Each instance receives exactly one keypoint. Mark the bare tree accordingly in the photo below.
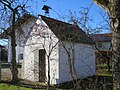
(113, 9)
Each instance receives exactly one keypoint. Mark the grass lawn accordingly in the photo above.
(12, 87)
(103, 71)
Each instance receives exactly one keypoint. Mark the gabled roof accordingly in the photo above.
(64, 31)
(106, 37)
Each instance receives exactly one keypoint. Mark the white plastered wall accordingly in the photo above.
(84, 61)
(36, 41)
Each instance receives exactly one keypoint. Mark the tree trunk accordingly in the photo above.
(13, 45)
(115, 30)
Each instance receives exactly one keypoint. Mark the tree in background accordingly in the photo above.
(112, 7)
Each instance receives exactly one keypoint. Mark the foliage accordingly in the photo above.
(12, 87)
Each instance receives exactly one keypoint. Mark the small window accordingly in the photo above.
(99, 44)
(20, 56)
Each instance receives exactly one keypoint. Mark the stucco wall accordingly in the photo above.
(36, 41)
(84, 61)
(105, 46)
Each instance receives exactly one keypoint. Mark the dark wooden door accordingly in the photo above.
(42, 66)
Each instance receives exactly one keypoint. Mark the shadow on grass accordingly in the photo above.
(90, 83)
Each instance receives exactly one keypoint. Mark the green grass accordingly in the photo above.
(12, 87)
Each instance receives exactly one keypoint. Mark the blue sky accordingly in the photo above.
(61, 7)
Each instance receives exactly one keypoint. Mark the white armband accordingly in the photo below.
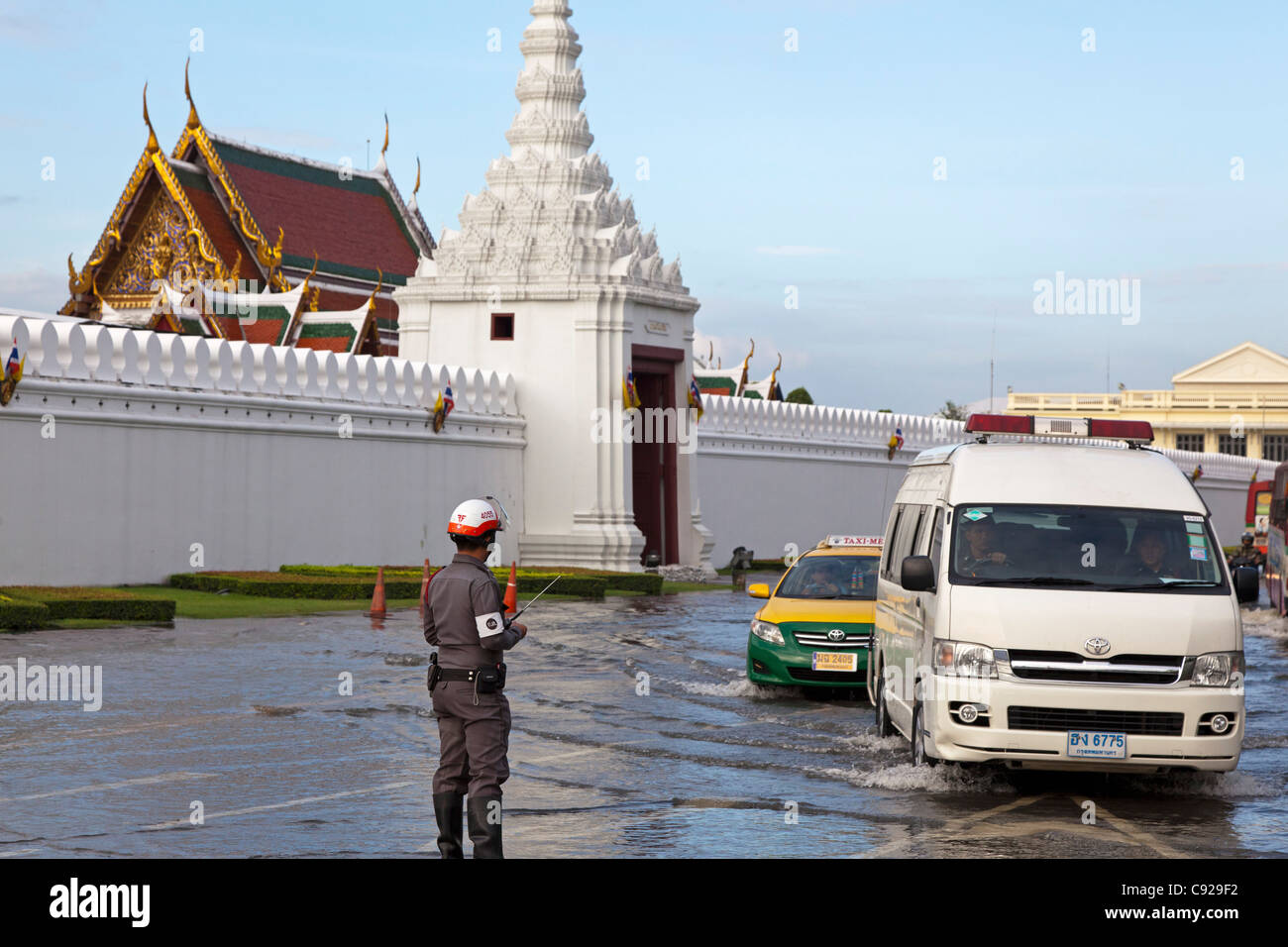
(489, 625)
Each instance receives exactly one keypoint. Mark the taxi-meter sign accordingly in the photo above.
(853, 541)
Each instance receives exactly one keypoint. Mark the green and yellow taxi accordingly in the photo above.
(815, 629)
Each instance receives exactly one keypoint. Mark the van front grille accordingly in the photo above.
(1121, 669)
(1142, 723)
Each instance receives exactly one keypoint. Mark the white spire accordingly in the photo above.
(550, 123)
(550, 213)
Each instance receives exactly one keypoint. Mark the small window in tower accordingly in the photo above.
(502, 326)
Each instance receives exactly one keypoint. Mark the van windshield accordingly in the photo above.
(1100, 547)
(832, 577)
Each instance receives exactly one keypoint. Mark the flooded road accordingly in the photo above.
(244, 722)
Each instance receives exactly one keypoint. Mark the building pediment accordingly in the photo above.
(1247, 364)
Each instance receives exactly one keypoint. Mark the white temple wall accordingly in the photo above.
(201, 446)
(771, 474)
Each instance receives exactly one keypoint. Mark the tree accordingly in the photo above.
(952, 411)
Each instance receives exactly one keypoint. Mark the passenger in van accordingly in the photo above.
(980, 557)
(1150, 551)
(823, 581)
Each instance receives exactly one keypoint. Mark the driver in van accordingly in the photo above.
(980, 554)
(1150, 549)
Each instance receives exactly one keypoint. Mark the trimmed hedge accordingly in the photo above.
(99, 604)
(287, 585)
(529, 581)
(390, 571)
(21, 615)
(360, 586)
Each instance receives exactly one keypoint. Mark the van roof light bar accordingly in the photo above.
(1132, 432)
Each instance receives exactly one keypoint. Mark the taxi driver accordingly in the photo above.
(822, 581)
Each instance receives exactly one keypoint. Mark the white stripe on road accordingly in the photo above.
(181, 822)
(99, 787)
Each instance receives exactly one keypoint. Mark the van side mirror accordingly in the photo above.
(1247, 582)
(917, 574)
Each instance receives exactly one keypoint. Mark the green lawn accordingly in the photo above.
(205, 604)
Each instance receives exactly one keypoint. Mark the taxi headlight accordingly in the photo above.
(964, 659)
(767, 631)
(1218, 669)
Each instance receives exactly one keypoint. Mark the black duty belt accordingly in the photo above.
(465, 674)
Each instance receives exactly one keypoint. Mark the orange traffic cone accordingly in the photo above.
(377, 599)
(511, 591)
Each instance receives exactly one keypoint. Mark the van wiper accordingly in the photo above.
(1034, 579)
(1154, 586)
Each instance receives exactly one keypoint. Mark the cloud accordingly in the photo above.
(35, 289)
(797, 250)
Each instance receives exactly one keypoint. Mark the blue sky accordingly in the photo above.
(767, 169)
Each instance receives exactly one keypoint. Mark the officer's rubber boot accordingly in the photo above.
(449, 809)
(484, 818)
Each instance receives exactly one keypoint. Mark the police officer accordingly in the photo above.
(465, 620)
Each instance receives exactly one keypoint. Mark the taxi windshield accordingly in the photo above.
(832, 578)
(1094, 547)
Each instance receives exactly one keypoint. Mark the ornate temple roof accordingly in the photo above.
(215, 210)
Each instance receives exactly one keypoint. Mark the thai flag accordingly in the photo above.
(696, 395)
(632, 398)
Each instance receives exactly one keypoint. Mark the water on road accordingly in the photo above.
(244, 723)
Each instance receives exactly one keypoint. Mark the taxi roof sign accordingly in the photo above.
(836, 540)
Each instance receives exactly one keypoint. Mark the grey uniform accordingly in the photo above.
(465, 620)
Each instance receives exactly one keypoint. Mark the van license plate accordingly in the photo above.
(1095, 745)
(832, 661)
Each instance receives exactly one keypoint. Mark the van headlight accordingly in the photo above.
(1219, 669)
(964, 659)
(767, 631)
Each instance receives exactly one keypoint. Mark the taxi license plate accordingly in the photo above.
(833, 661)
(1096, 745)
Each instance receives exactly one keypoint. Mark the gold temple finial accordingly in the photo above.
(153, 136)
(193, 121)
(305, 283)
(77, 283)
(380, 282)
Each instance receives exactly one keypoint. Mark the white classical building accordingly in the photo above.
(553, 279)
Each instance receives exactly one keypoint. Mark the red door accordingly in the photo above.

## Task
Using the material above, set down every line exactly, but skip the pictures.

## Output for this task
Each instance receives exactly one keypoint. Mark the bare tree accordingly in the photo below.
(113, 9)
Each instance receives exactly one keypoint. Mark the grass lawn accordingly in the photo above.
(12, 87)
(103, 71)
Each instance receives exactly one keypoint. Mark the gabled roof accordingly in the photo above.
(64, 31)
(106, 37)
Each instance receives exactly one keypoint. Mark the white plastered wall accordingly in the photo above.
(84, 61)
(36, 41)
Each instance receives exactly one keypoint. Mark the tree trunk accordingly in the photo above.
(13, 45)
(115, 30)
Each instance receives exactly one keypoint. Mark the tree in background accordingly in the photo above.
(112, 7)
Each instance receives exactly one keypoint. Mark the foliage accordingly in the photo above.
(12, 87)
Each instance receives exactly one keypoint. Mark the small window accordingly in the photo above.
(99, 44)
(20, 56)
Each instance receives exactly one keypoint. Mark the stucco wall accordingly in the photo above.
(36, 41)
(84, 61)
(105, 46)
Each instance receives exactly one keypoint. Mark the dark wooden door accordingly in the photo above.
(42, 66)
Each instance receives exactly one keypoint. Mark the shadow on grass accordingly in the photo above.
(90, 83)
Each instance receives exactly one keypoint. Mark the green grass accordingly in the photo above.
(12, 87)
Each instance receives exactly one keypoint. Mark the blue sky accordingly in the photo above.
(61, 7)
Each instance receives exactly one keypoint. Mark the white armband accordingly in the photo below.
(489, 625)
Each instance receives exactly one keypoint. Mark the taxi-meter sign accordingly in the photo above.
(853, 541)
Each instance receives exactly one keypoint. Mark the green and yellow taxi accordingly in the photo above.
(815, 629)
Each instance receives exactly one keypoint. Mark the van front grille accordingly in the photo above.
(1121, 669)
(1142, 723)
Each instance receives exactly one keypoint. Mark the white spire accordingly in the photo above.
(550, 123)
(550, 213)
Each instance receives exactly one keypoint. Mark the small window in tower accordingly in the photo above.
(502, 326)
Each instance receives exactly one keypoint. Mark the van windshield accordingly in the photo above.
(1100, 547)
(832, 577)
Each instance receives exactly one keypoint. Mark the flooded road accordingly in the photo above.
(244, 722)
Each instance receives exactly one keypoint. Mark the building pediment accordingly in the photo above.
(1247, 364)
Each instance receives exactly one keypoint. Mark the white temple wall accordingly in the photo above.
(201, 446)
(771, 474)
Each instance receives exactly one keypoint. Mark the tree accordingly in the photo above.
(952, 411)
Each instance receives exactly one keypoint. Mark the passenger in van accordingly in the photo above.
(980, 557)
(1150, 551)
(823, 581)
Each instance receives exactly one keypoint. Mark the driver in van accordingly in the photo above.
(980, 554)
(1150, 549)
Each instance receives exactly one keypoint. Mark the trimmed hedge accordingly in the photo above.
(99, 604)
(287, 585)
(529, 581)
(390, 571)
(21, 615)
(360, 586)
Each instance receives exactly one keypoint. Mark the van roof light bar accordingly in the photo above.
(1132, 432)
Each instance receives exactly one keypoint. Mark the taxi driver accordingly in the photo above.
(822, 581)
Each instance receives exactly one keypoint. Mark the white stripe on road accordingly in the photo above.
(181, 822)
(99, 787)
Each instance receives exactly one keypoint. Mark the van side mirror accordingly in the photo above.
(1247, 582)
(917, 574)
Each instance receives exactly one keypoint. Mark the green lawn accordingly in the photo above.
(205, 604)
Each instance receives exactly one keypoint. Mark the taxi headlight accordingly in the photo above.
(964, 659)
(767, 631)
(1218, 669)
Each instance receives exactly one keypoint. Mark the black duty belt accordingly in the photo above.
(465, 674)
Each instance receives exactly one keypoint. Mark the orange traffic cone accordingly in the photo above.
(377, 599)
(511, 591)
Each instance receives exactly one keypoint. Mark the van wiper accordingly in the photo above.
(1034, 579)
(1154, 586)
Each instance receives exactly one keypoint. Mark the cloud accordingly in the photo above.
(35, 289)
(797, 250)
Each instance receives exactly one keypoint. Mark the blue sky accordingly in the photo above.
(767, 169)
Each instance receives exactly one keypoint. Mark the officer's rubber boot accordingly in the photo above.
(449, 809)
(484, 818)
Each instance receives exactly one keypoint. Mark the police officer accordingly in the photo above.
(465, 620)
Each instance receives exactly one keypoint. Mark the taxi windshield accordingly in the photo above.
(832, 578)
(1094, 547)
Each instance receives exactly one keypoint. Mark the ornate temple roof accordingly in the photo above.
(215, 210)
Each instance receives exactly one keypoint. Mark the thai flag accordingly in the photo above.
(696, 395)
(632, 398)
Each instance receives exactly one keypoint. Mark the water on road accordingly in the photo above.
(244, 723)
Each instance receives exactly one keypoint. Mark the taxi roof sign accordingly in the photo above.
(836, 540)
Each instance receives exactly one keypoint. Mark the grey uniform accordingly in the photo above.
(465, 620)
Each instance receives exactly one keypoint. Mark the van license plate accordingly in the photo above.
(1095, 745)
(832, 661)
Each instance receives exactly one keypoint. Mark the van headlight accordingly in the photo above.
(1219, 669)
(964, 659)
(767, 631)
Each instance receives exactly one keypoint. Mark the taxi license plate accordingly in the photo above.
(833, 661)
(1096, 745)
Each instance receives exactly one keypoint. Mark the gold temple finial accordingly in the photo above.
(153, 136)
(193, 121)
(305, 283)
(77, 283)
(380, 282)
Each instance receives exactly one keypoint. Mark the white classical building accordingly in the photo above.
(553, 279)
Each instance receives exactly one keypoint. Mark the red door accordingly in the photo above.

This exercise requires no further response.